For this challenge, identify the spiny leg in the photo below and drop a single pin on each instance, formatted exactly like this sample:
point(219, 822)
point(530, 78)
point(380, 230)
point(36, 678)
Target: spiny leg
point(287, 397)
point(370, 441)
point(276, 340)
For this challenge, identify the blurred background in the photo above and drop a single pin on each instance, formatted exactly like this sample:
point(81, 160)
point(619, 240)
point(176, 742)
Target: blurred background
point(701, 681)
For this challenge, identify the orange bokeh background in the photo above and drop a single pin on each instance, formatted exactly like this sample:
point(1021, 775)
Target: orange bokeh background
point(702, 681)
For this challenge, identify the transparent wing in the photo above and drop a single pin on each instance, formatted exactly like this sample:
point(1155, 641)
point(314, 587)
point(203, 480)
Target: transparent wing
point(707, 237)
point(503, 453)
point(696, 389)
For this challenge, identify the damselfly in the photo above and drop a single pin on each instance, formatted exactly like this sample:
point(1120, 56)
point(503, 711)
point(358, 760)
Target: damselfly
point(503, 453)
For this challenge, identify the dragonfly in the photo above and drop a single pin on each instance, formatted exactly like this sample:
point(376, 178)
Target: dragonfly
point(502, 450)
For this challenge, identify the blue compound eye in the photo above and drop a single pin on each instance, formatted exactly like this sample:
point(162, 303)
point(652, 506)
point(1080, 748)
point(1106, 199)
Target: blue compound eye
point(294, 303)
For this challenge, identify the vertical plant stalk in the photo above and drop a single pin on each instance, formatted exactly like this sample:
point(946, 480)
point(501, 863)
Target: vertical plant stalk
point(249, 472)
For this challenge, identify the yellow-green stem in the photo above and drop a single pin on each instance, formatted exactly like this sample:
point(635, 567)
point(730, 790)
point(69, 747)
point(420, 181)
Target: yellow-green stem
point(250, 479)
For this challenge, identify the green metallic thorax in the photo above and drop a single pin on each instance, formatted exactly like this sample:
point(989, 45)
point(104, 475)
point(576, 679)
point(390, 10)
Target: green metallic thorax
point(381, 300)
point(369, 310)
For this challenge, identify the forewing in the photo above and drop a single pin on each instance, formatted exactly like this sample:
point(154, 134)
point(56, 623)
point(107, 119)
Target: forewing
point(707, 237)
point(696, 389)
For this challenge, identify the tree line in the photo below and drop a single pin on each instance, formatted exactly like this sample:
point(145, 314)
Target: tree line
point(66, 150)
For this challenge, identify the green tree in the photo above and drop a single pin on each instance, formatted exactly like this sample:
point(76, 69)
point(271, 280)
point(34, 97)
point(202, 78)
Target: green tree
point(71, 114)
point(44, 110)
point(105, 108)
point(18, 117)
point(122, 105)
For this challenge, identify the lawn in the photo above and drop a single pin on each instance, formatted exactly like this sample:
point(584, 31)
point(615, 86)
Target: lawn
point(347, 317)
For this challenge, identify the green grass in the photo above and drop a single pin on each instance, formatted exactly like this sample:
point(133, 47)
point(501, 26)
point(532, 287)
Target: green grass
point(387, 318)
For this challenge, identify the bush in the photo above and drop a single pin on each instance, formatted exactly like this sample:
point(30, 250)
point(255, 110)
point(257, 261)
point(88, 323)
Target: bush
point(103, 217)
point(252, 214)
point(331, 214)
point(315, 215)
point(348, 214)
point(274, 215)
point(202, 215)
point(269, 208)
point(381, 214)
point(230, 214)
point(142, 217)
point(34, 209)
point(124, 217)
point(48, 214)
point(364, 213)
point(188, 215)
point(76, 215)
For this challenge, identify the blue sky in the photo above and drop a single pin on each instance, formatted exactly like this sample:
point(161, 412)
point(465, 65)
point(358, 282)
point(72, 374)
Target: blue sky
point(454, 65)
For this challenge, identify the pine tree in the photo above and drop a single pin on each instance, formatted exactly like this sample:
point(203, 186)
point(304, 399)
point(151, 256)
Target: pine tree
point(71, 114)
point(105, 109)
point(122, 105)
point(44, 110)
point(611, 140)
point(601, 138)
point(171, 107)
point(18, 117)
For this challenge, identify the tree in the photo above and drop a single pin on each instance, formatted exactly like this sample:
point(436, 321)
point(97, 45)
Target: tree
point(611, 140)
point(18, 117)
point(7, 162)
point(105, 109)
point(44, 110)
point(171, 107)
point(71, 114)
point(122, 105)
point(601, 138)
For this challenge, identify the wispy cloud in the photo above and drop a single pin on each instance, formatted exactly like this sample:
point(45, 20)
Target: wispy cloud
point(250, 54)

* * * * * * * * *

§ **Problem details**
Copy every line of the records above word for word.

§ **Response to the exercise**
For this challenge, identify the spiny leg in the photo below and drop a single pin on each instance, formatted exactly like this sample:
point(219, 822)
point(530, 78)
point(380, 230)
point(36, 678)
Target: spiny leg
point(287, 397)
point(370, 441)
point(276, 340)
For this challenge, identify the blurred background in the photo above and drop a single pin on each instance, formatted exactly like this sample:
point(81, 160)
point(619, 240)
point(176, 742)
Target: blurred background
point(701, 681)
For this challenge, identify the orange bokeh background in the photo above and drop a single pin on each instance, formatted exactly like this sample:
point(1021, 775)
Target: orange bokeh background
point(702, 681)
For this challenge, identify the transparent wing in the photo above and drop a single pin on each instance, formatted exactly like this sample:
point(1155, 641)
point(314, 587)
point(203, 480)
Target: transparent wing
point(707, 237)
point(503, 453)
point(696, 389)
For this challenge, identify the damselfly in the photo above and drop a single pin on each instance, formatted exactly like this sample:
point(1120, 56)
point(503, 711)
point(358, 760)
Target: damselfly
point(503, 453)
For this challenge, identify the dragonfly in the photo above and drop a single pin on each instance, formatted exactly like this sample:
point(376, 178)
Target: dragonfly
point(502, 450)
For this challenge, identify the blue compound eye in the photo above and drop a single pin on each instance, formatted exactly like this sample:
point(162, 303)
point(652, 506)
point(1080, 748)
point(1106, 199)
Target: blue compound eye
point(294, 303)
For this challenge, identify the vertical plant stalk in the photo above and drop a single pin on each instance, formatted exactly like this sample:
point(946, 480)
point(501, 863)
Target: vertical plant stalk
point(249, 472)
For this challenge, identify the yellow-green stem in the photo above and drop a single pin on each instance, formatted exactly like this sample:
point(635, 567)
point(730, 790)
point(69, 747)
point(420, 181)
Target: yellow-green stem
point(250, 479)
For this challenge, identify the green metallic thorax in the photo above and drop a single pin on each instance, formatted exactly like this sample:
point(989, 45)
point(104, 475)
point(576, 679)
point(390, 10)
Target: green metallic thorax
point(381, 300)
point(369, 310)
For this challenge, identify the forewing in the photo above and drop a single pin on each instance, formatted exactly like this sample:
point(154, 134)
point(56, 623)
point(107, 119)
Target: forewing
point(707, 237)
point(696, 389)
For this challenge, identify the tree line in the photo below and drop a single pin on each instance, formatted exactly like this sample:
point(145, 314)
Target: tree line
point(66, 150)
For this challenge, identify the green tree in the photo above and drop a single pin on each instance, formatted exactly like this sample:
point(76, 69)
point(271, 280)
point(34, 97)
point(202, 78)
Target: green tree
point(71, 114)
point(44, 110)
point(105, 108)
point(18, 117)
point(122, 105)
For this challenge, identify the lawn in the photo above and drop a single pin on each instance, formatted exactly like this sample:
point(584, 31)
point(615, 86)
Target: lawn
point(347, 317)
For this challenge, identify the green grass in the photo above and drop a single pin on each instance, formatted exactly like this sample:
point(133, 47)
point(501, 26)
point(532, 287)
Target: green grass
point(387, 318)
For this challenge, identify the bush in the photo above and drop a single pin on each instance, formatted exactly like this sample:
point(30, 250)
point(255, 110)
point(257, 261)
point(88, 323)
Target: bush
point(103, 217)
point(252, 214)
point(331, 214)
point(315, 215)
point(348, 214)
point(274, 215)
point(202, 215)
point(269, 208)
point(381, 214)
point(230, 214)
point(142, 217)
point(34, 209)
point(124, 217)
point(48, 214)
point(364, 213)
point(188, 215)
point(76, 215)
For this challenge, identify the blue sky in the photo above and drop a single pin on each instance, formatted exactly like this sample:
point(161, 412)
point(465, 65)
point(358, 282)
point(72, 374)
Target: blue sky
point(454, 65)
For this challenge, identify the pine tree in the photo above and drop a single pin on each instance, formatted exactly like this sample:
point(203, 186)
point(304, 399)
point(151, 256)
Target: pine tree
point(71, 114)
point(105, 109)
point(122, 105)
point(44, 110)
point(611, 140)
point(601, 138)
point(171, 107)
point(18, 117)
For this challenge, identify the tree in the photo above and drop a single pin on each instance, formatted exactly like this sample:
point(436, 321)
point(97, 45)
Target: tree
point(611, 140)
point(18, 117)
point(7, 162)
point(105, 109)
point(44, 110)
point(171, 107)
point(71, 114)
point(122, 105)
point(601, 138)
For this challenge, identify the wispy cloud in the photo above and drop a single pin on each instance, formatted exactly like this sample:
point(45, 20)
Target: wispy cloud
point(250, 54)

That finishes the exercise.